* _Work to complete_
A. In the text on Roman urbanism, which person may Corinium have been named after?
B. Write the next part of the text on Roman urbanism, beginning after its final heading.

* _Page excerpt_
In further contrast to Vance’s model of medieval urbanism the aristocracy seems to have been central to the life of Roman cities. Corinium, as has been argued above, served as a replacement for the elite native settlement at Bagendon. It may perhaps even have been named after Corio, the last pre-Roman ruler of the Dobunni (Wacher 1974, 293). Cirencester’s service community was probably consistent with serving the needs of the resident population without providing a central place facility to the surrounding countryside.
COMMERCIAL URBANISM IN THE ROMAN PERIOD
The nature of the urban development at Cirencester outlined above fits quite well with Sjoberg’s view of the pre-industrial city, but Vance’s concept of commercial urbanism, in which the landed elite are peripheral, is not completely alien to Roman Britain. Roman Britain appears to have had no equivalent to the medieval guilds and very little evidence exists as to the Roman attitude to land holding in urban centres. However small towns appear to have a great deal in common with Vance’s medieval model. Some at least lacked much cohesion, being strung out along a great length of highway. The Roman settlement at Bourton-on-the-Water seems to have consisted of a number of occupation areas both on and some distance away from the Fosse Way. Small towns nearly always lacked either the will or the means to establish a regular street network. Where the building land provided by the frontage of a highway was not adequate small tracks often seem to have been laid to serve individual buildings as the need arose. A reasonably full street pattern of this type is known at Wycomb. Only two branch roads are known from the patchy investigation of Bourton Bridge settlement (Fig. 4). Even from the very short lengths of these side roads so far recognised it is clear that encroachment by buildings was a regular occurrence.
Figure 4. Bourton Bridge settlement.
Figure 5. Thiessen polygons applied to larger Romano-British walled towns (after Hodder 1972).
So far relatively minor commercial settlements have been discussed. A site like Kenchester however, with the resources and the will to build a defensive circuit, is more interesting. This suggests that the wealth generated from commercial activity was enough to support a large population, with fairly high material standards, but did no~ lead to the urban planning and strong central architectural focus which characterised the public towns. Even in the ancient period it is clear that such sites were confused with public towns. However Strabo (3.4.13) emphasises that they represent something quite different when he protested against the term city being applied to the large villages (komai) of the Spanish peninsula (Finley 1975, 124).
The Temporal Development of Classical Urbanism?

* _Listed records_
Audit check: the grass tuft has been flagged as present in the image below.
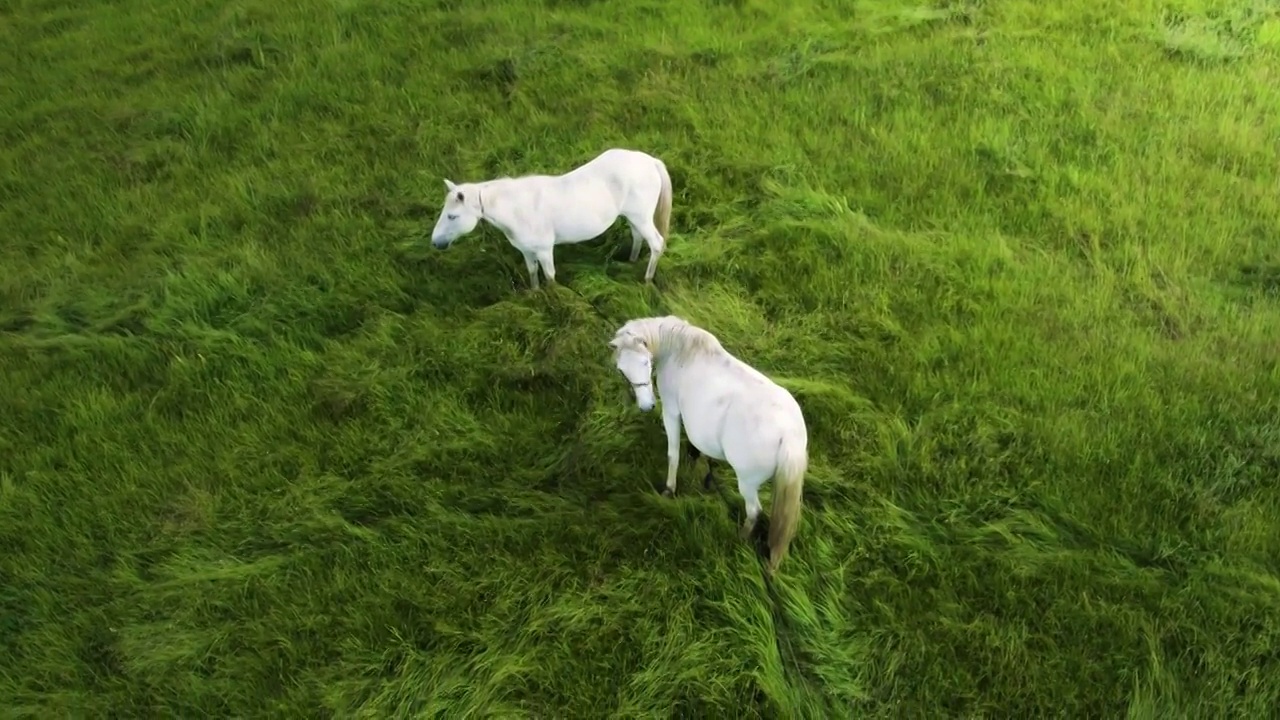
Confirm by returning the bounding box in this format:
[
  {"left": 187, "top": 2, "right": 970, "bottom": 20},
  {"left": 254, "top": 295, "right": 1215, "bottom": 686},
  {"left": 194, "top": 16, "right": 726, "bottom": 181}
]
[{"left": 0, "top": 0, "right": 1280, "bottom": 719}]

* * *

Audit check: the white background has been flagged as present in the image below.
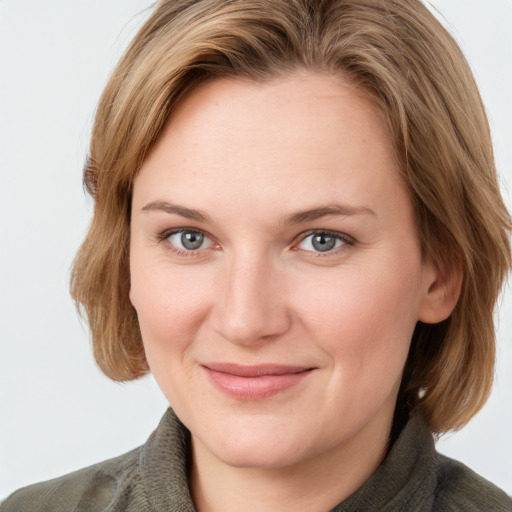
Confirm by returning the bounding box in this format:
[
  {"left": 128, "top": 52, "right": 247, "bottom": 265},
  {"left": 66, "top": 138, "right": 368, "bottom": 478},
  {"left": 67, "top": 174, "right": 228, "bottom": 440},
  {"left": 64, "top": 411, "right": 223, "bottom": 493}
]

* _Task responses_
A. Corio, the last pre-Roman ruler of the Dobunni.

B.
It might be argued that the differences between the public towns, which were mostly early foundations, and the small towns, which often did not reach their maximum extent until the later Roman period, were due to changes in the nature of urbanism. It has been said (e.g. Reece 1980) that classical urbanism was in decline by the late period, the population of civitas capitals having failed to grow, their public buildings falling into decay or at least not being added to by new foundations. The larger walled small towns which grew spontaneously on the fringes of the early civitas territories (Hodder 1972) may have performed essentially the same role as an early civitas capital (Fig. 5). Their ‘natural’ growth, without the public trimmings, was sustained by the rising power of the money economy. The term ‘false start’ has been applied to the public towns Gones 1987), their genus being seen as an artificial creation of a foreign ideology which was ultimately unsustainable by the native population.
However the image of public towns as failed social institutions by the fourth century is denied by the distribution of villas. These late Roman expressions of landed wealth generally occur in distinct clusters centred on the public towns, but are noticeably absent around most larger walled small towns. Some of the so-called small towns enclose areas not much less than that of the smaller public towns, and with their extensive extramural settlements may have had populations somewhat larger. But similarities in the size of the settlements were not matched by similarities in form. The larger small towns were very often heavily involved in industrial activity. The largest, Water Newton, was a major centre of the pottery industry. Worcester, another large walled site, was heavily involved with iron production. In contrast, even in the late Empire public towns were not important production or redistribution centres. Even their own needs had to be met by importation from areas some distance away; north Wiltshire and Oxfordshire supply Cirencester’s pottery, for example. The absence of a regular street grid already commented upon should also not simply be dismissed as a degeneration of urban style in the later Empire. Drinkwater has noted that the insula system was most inflexible. Once laid down the network was not easily added to or altered, even to accommodate the largest and most important subsequent building programmes (Drinkwater 1985, 53). This inflexibility was apparently acceptable in public towns throughout their history in spite of the inefficient use it made of space, but was not considered appropriate in small towns.
Figure 6. Late Saxon Winchester.
These differences argue very strongly for public towns continuing to have very different functions, in relation to the surrounding countryside, to even the very largest small towns.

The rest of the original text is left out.